● Records supplied
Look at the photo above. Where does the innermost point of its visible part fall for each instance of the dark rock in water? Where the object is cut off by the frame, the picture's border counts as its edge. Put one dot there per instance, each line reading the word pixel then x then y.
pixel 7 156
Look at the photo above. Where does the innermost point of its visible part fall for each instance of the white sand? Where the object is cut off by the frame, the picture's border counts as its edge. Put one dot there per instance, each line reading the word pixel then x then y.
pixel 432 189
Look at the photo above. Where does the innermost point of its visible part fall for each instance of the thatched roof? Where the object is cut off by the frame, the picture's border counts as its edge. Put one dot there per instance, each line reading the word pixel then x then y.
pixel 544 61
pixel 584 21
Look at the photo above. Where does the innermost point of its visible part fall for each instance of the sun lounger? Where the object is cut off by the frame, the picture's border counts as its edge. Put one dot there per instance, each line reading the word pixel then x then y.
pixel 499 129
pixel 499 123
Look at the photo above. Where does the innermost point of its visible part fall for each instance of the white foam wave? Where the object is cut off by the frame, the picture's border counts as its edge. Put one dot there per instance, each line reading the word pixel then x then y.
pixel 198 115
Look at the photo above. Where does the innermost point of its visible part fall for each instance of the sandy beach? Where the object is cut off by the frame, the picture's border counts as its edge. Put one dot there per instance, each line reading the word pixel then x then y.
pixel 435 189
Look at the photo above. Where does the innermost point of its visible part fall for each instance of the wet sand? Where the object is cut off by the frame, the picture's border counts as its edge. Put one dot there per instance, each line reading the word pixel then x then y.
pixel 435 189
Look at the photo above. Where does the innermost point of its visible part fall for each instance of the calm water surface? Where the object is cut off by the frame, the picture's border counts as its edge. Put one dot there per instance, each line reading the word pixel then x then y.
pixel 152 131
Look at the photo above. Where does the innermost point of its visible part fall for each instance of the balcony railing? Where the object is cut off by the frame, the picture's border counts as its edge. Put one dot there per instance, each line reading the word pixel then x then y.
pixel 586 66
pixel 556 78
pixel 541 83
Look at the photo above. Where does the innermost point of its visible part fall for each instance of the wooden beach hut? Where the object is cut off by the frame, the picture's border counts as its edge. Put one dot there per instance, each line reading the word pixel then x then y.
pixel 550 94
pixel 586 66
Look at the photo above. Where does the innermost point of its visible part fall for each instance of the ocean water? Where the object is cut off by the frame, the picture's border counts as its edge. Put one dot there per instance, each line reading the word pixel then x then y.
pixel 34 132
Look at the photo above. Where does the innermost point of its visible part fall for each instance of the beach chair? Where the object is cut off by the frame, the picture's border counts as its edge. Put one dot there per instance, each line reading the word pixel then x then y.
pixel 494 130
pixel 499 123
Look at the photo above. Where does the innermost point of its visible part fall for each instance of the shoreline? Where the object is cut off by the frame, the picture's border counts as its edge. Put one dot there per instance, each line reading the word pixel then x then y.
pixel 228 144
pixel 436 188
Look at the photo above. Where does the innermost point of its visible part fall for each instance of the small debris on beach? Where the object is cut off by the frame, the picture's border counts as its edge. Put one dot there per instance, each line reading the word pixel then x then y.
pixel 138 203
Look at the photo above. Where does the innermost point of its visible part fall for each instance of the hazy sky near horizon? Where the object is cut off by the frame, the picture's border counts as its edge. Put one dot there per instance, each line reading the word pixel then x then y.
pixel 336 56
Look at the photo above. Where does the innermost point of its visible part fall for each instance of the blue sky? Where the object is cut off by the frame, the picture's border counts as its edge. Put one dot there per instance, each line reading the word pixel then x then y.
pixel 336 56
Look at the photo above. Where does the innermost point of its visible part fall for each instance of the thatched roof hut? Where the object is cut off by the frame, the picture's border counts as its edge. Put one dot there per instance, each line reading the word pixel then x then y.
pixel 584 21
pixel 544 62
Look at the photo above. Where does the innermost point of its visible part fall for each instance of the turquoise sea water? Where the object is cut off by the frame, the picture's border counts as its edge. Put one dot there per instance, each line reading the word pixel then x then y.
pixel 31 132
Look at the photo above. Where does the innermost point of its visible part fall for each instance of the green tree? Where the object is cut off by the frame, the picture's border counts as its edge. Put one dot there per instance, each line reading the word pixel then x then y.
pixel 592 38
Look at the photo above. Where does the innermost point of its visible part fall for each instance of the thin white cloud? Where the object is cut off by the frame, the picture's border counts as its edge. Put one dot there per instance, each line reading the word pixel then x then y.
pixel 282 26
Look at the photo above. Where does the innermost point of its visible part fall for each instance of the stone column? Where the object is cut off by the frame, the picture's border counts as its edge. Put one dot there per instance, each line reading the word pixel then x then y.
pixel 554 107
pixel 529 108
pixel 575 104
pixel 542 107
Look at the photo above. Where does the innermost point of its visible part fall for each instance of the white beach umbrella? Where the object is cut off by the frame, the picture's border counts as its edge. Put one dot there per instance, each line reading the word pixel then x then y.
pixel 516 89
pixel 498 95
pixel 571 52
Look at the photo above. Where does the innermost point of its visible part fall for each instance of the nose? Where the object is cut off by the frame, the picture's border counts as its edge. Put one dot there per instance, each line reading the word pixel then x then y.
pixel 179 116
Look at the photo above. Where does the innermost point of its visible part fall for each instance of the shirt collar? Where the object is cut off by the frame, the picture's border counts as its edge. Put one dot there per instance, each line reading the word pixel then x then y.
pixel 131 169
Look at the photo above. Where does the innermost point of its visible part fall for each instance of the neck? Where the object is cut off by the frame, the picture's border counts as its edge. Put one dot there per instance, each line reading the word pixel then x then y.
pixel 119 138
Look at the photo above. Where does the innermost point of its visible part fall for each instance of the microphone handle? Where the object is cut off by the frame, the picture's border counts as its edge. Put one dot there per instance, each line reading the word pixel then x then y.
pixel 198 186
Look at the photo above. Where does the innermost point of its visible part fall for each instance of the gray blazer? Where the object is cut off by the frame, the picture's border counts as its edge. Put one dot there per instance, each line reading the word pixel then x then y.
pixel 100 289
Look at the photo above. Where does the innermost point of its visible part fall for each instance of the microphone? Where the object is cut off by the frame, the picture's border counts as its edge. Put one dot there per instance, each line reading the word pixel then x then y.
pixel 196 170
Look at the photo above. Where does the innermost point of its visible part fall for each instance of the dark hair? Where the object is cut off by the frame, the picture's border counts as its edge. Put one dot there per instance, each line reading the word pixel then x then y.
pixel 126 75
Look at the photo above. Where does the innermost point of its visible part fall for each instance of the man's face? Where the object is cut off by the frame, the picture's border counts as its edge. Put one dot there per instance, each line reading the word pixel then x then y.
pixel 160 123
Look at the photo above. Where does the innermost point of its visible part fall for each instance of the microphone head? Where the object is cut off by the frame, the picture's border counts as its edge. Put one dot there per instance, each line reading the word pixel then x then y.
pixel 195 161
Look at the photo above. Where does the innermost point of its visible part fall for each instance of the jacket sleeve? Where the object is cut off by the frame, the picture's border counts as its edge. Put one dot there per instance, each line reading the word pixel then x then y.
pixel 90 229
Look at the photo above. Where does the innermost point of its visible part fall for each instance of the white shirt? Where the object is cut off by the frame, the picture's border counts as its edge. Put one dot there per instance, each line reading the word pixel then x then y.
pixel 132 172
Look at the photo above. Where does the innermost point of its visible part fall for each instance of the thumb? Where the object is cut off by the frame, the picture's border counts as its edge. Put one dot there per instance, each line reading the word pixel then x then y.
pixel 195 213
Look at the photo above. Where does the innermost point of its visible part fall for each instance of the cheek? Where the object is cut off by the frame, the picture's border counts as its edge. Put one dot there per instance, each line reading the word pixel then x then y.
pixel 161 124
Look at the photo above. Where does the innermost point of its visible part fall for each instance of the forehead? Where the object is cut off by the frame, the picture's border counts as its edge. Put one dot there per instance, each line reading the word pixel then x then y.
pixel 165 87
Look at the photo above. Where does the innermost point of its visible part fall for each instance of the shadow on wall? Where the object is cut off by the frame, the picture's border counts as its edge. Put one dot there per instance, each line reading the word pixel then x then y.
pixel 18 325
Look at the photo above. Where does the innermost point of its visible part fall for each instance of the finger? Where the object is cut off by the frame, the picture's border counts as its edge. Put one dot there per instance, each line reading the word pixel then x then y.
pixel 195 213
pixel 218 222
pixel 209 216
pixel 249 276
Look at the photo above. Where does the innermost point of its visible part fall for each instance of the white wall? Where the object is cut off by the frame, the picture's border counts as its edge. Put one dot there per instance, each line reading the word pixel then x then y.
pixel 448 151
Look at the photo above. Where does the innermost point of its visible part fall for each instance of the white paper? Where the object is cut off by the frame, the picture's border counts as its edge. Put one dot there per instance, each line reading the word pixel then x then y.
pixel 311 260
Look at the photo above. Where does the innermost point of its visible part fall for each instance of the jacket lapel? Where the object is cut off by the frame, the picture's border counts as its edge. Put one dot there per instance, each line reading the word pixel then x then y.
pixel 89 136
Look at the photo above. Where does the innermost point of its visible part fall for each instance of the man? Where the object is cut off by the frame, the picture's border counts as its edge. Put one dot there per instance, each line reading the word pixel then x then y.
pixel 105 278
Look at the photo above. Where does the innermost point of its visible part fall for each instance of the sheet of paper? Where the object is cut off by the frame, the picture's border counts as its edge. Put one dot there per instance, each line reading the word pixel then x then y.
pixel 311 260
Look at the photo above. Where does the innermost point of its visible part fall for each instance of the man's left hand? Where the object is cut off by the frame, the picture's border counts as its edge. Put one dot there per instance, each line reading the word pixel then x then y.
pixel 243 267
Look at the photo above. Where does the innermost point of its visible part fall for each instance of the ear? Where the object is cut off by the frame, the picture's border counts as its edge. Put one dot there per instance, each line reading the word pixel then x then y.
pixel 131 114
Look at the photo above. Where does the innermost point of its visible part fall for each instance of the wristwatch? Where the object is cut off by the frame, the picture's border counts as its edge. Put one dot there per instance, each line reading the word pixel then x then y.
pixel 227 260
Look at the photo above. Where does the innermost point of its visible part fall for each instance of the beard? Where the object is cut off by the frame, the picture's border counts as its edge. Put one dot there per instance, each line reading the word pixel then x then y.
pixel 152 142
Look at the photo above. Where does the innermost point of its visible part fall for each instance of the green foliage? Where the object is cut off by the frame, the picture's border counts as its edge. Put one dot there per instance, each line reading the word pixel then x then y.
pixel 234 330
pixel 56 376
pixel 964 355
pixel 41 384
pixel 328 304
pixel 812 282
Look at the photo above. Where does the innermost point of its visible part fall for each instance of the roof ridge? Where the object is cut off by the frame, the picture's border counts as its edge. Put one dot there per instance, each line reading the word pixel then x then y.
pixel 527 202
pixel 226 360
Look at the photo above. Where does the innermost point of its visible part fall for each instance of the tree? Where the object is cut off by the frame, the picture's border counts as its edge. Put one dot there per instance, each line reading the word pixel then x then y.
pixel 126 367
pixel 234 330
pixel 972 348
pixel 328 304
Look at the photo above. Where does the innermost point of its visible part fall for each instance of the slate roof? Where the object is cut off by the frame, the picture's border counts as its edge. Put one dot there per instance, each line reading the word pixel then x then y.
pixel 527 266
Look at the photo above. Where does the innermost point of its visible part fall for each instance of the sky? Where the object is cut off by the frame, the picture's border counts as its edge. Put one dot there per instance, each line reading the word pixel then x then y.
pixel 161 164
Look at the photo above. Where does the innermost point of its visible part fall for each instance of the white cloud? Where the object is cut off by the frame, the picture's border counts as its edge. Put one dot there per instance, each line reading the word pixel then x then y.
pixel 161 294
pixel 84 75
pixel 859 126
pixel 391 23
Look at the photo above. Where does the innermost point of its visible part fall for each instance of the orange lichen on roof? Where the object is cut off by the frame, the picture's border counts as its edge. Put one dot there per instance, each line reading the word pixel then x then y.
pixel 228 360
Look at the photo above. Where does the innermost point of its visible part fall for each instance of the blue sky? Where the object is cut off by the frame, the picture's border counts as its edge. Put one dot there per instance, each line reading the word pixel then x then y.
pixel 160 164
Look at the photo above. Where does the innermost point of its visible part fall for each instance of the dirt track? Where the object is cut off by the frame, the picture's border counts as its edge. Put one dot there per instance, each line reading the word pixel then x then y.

● Task instructions
Include both ends. Return the line holding "of the orange" and all lines after it in the records above, exactly as written.

● Response box
Look at the photo above. Where does the innermost point of its visible part fall for each instance of the orange lichen on roof? Where the object is cut off by the frame, the picture's border counts as its edge. Put one dot there per instance, each line reading the word pixel then x then y.
pixel 228 360
Look at the photo above. Where does the innermost point of its visible part fall for each instance of the blue sky? Where the object is cut off by the frame, the picture's border counts as its edge. Put one dot there per instance, each line reading the word pixel then x then y.
pixel 160 164
Look at the photo above. Where does the innermost point of its visible part fall for each instance of the dirt track? Where the object is cut off by the frame, the picture's border counts as its edge. Put one dot there per instance, each line reading the word pixel then x then y.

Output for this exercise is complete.